═══ Data excerpts
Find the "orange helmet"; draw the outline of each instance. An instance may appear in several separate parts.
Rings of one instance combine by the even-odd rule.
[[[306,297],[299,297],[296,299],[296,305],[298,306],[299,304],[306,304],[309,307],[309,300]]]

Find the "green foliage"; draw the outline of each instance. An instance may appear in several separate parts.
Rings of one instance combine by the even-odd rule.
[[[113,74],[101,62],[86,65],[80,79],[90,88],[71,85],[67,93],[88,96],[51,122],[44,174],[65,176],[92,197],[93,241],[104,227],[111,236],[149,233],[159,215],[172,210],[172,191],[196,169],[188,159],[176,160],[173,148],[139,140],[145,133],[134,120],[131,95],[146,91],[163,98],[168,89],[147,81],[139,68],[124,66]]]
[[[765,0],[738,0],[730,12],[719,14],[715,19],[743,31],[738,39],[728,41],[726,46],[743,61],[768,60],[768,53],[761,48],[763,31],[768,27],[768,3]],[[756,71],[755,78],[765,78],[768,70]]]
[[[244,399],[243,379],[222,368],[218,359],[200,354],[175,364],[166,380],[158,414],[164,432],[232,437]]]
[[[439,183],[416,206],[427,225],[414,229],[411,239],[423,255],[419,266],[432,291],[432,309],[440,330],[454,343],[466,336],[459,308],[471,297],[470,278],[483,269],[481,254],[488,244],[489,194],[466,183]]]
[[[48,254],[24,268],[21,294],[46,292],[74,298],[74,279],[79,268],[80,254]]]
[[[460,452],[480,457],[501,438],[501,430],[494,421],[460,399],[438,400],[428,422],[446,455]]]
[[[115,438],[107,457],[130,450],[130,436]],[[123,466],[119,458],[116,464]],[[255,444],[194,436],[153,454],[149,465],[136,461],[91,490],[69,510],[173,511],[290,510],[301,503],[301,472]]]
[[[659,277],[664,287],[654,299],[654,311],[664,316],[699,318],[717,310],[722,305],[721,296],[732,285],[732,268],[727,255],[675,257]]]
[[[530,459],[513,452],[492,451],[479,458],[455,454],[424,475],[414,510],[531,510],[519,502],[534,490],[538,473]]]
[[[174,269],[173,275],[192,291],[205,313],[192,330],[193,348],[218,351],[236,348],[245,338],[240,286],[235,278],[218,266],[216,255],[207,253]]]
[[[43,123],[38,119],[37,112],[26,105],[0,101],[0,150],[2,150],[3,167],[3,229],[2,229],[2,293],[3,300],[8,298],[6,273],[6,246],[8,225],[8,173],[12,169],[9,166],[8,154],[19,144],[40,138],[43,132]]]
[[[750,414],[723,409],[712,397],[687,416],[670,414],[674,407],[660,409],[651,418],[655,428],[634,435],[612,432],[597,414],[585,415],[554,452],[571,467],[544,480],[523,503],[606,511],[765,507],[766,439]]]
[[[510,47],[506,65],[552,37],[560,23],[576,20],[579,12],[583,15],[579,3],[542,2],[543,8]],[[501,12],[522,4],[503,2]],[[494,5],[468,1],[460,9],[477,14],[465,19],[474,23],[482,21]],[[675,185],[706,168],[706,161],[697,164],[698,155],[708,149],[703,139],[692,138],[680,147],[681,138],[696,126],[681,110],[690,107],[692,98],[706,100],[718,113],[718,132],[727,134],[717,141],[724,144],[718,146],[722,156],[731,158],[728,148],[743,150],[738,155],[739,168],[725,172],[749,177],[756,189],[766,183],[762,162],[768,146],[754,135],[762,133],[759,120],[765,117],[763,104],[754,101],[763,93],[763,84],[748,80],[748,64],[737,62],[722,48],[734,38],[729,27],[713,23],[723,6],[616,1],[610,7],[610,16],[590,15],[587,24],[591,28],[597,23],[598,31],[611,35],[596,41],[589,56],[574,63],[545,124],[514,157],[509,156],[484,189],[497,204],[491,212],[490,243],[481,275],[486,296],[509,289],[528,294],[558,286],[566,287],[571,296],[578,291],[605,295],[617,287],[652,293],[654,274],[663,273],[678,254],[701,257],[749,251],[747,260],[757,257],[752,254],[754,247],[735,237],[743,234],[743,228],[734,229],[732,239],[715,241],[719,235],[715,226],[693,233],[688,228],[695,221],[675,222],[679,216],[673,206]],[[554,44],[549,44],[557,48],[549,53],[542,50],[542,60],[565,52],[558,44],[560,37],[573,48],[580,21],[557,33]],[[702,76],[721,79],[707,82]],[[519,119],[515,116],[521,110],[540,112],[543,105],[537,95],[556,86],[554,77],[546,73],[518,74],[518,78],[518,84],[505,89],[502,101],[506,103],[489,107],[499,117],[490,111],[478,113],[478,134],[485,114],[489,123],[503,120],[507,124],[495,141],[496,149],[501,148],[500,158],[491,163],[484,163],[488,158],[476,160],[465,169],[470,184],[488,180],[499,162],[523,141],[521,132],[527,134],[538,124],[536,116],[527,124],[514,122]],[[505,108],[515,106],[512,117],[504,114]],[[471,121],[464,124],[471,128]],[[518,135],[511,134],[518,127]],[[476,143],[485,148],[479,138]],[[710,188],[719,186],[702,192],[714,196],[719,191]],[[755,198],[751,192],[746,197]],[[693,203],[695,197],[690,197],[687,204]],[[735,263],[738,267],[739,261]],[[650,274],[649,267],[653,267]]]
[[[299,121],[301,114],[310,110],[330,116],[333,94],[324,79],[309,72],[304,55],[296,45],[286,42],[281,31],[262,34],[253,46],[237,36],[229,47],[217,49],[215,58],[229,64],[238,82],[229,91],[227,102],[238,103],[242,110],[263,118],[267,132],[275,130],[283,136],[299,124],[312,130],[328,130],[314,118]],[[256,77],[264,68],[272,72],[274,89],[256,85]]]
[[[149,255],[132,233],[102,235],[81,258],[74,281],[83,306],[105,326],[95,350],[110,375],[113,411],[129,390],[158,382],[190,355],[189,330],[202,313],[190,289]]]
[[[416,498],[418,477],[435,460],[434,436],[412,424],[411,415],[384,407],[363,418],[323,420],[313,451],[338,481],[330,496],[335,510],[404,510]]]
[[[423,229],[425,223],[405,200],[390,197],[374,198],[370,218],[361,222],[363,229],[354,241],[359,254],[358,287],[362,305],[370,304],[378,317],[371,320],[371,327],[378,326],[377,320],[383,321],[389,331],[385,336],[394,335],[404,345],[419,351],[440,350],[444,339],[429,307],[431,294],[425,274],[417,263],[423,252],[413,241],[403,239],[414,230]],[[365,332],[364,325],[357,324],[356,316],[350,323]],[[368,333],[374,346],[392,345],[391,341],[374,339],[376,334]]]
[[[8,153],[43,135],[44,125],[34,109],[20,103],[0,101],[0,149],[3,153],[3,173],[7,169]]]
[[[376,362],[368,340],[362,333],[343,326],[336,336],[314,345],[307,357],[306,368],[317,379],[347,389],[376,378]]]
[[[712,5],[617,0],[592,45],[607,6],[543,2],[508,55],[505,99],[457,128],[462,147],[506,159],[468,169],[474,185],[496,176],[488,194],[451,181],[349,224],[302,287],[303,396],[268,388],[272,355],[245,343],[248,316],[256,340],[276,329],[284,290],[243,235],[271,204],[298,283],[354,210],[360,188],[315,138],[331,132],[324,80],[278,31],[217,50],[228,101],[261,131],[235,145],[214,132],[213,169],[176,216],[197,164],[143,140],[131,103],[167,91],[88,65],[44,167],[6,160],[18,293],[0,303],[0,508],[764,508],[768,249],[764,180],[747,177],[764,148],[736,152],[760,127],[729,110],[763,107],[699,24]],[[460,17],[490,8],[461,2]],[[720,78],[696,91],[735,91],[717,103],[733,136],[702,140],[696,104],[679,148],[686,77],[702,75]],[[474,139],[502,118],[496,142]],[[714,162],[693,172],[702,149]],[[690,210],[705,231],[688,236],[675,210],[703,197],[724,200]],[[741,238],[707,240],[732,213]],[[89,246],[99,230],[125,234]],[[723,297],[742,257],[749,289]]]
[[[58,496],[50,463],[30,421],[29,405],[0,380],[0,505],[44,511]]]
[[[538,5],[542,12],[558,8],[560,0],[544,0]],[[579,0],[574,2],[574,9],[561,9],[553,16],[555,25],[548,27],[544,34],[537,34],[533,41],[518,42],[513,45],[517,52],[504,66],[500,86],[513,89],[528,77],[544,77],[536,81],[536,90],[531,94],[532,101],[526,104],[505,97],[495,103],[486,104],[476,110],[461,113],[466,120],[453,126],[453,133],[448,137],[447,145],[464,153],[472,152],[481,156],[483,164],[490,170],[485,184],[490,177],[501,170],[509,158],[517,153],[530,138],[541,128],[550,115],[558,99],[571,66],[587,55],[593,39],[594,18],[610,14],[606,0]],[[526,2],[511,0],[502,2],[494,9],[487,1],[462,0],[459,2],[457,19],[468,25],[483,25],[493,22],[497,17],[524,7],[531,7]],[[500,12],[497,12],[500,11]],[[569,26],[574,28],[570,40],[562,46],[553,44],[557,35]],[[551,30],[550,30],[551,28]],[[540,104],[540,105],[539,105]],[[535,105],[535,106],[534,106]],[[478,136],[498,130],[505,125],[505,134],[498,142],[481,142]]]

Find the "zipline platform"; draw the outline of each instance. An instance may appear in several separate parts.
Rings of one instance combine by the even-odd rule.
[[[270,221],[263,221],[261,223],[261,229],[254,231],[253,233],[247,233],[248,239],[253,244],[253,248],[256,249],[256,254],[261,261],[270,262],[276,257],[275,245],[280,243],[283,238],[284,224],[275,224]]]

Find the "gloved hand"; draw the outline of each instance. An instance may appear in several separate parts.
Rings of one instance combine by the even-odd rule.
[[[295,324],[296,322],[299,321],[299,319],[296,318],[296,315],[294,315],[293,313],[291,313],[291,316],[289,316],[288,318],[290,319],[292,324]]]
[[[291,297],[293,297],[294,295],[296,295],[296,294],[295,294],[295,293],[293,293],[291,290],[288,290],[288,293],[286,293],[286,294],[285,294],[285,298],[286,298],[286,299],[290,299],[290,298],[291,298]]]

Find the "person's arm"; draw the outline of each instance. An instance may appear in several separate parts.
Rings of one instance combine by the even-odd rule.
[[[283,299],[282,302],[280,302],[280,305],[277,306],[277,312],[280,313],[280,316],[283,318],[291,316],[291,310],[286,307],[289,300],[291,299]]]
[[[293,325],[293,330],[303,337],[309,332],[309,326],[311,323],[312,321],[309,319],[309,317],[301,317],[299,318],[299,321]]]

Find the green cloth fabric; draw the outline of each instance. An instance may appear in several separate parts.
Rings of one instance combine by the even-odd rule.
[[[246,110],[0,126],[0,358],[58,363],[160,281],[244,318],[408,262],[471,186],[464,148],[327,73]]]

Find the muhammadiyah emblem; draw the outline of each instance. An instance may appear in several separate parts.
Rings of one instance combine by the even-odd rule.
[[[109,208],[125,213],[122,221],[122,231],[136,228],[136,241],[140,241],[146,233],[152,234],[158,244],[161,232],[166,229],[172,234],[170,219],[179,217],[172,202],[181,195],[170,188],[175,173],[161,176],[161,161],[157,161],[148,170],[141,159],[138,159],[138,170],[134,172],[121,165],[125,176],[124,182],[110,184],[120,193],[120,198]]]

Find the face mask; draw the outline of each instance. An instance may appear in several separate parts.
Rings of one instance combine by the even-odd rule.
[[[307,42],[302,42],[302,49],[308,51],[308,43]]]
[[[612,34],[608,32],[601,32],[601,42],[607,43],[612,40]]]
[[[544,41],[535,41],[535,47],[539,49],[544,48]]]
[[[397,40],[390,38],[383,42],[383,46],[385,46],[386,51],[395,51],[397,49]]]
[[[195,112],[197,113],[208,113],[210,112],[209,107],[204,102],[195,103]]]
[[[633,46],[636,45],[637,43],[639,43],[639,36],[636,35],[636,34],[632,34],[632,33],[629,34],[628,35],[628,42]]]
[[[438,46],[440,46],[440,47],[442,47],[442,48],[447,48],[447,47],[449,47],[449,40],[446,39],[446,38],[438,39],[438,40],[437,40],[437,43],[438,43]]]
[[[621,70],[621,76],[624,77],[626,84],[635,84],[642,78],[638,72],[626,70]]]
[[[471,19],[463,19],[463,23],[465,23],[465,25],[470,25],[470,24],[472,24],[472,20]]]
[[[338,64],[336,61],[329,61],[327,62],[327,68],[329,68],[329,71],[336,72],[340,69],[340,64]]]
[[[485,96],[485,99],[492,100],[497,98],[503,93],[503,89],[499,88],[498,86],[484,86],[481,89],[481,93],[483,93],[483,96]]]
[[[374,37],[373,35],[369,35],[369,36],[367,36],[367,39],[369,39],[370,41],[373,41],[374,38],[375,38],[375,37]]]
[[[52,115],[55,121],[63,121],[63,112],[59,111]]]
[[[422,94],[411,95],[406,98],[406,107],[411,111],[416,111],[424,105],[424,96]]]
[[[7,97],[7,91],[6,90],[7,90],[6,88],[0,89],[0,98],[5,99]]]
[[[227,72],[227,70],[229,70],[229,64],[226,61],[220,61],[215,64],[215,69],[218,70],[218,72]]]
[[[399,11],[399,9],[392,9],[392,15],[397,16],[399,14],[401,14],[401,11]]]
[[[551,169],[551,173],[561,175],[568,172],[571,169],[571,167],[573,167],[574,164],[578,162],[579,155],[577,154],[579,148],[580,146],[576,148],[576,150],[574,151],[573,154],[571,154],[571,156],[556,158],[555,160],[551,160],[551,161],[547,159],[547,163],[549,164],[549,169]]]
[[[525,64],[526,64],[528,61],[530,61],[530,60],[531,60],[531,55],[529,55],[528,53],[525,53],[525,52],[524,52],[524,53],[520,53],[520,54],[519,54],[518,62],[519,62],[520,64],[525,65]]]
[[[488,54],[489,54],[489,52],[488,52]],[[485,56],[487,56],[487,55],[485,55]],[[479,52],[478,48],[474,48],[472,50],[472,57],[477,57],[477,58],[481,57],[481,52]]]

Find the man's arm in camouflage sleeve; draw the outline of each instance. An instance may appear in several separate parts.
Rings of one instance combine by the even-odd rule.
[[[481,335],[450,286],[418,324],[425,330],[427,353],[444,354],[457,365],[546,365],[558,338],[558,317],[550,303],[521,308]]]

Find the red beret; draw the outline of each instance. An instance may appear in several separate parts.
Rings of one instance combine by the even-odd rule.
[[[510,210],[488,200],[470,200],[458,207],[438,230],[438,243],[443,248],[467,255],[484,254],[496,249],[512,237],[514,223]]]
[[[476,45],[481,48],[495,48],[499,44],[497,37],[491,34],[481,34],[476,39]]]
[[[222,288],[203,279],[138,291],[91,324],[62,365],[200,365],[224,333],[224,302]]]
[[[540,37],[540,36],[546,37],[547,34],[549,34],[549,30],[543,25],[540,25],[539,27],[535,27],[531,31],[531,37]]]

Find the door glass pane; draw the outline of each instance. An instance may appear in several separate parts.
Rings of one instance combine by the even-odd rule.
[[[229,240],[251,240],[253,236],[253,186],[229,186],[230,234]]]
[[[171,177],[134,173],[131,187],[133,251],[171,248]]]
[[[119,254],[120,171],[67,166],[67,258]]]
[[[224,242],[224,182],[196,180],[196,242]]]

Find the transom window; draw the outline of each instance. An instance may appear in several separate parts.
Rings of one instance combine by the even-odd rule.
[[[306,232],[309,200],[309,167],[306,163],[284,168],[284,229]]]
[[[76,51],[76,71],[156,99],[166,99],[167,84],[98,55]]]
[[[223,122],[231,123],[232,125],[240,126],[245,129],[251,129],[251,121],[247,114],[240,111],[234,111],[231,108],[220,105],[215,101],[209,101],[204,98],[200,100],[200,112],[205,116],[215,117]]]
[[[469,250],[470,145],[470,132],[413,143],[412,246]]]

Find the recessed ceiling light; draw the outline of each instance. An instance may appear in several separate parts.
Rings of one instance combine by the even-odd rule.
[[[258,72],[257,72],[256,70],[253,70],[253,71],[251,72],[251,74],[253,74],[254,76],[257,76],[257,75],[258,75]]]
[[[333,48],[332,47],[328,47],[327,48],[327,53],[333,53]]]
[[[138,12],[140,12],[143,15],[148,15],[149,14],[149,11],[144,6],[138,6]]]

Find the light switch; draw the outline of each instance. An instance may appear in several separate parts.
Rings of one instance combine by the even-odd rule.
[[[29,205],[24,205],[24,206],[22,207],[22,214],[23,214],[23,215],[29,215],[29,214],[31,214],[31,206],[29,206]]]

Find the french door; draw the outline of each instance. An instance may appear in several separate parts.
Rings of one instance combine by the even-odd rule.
══════
Exercise instructions: Give back exactly the lines beginning at the one with "Find the french" and ending at the final line of the material; both boundary lines belong in it.

Answer for this exercise:
Find the french door; draw the outline of each instance. An instance may appear in several separate parts.
Rings of one instance combine by the even-odd rule.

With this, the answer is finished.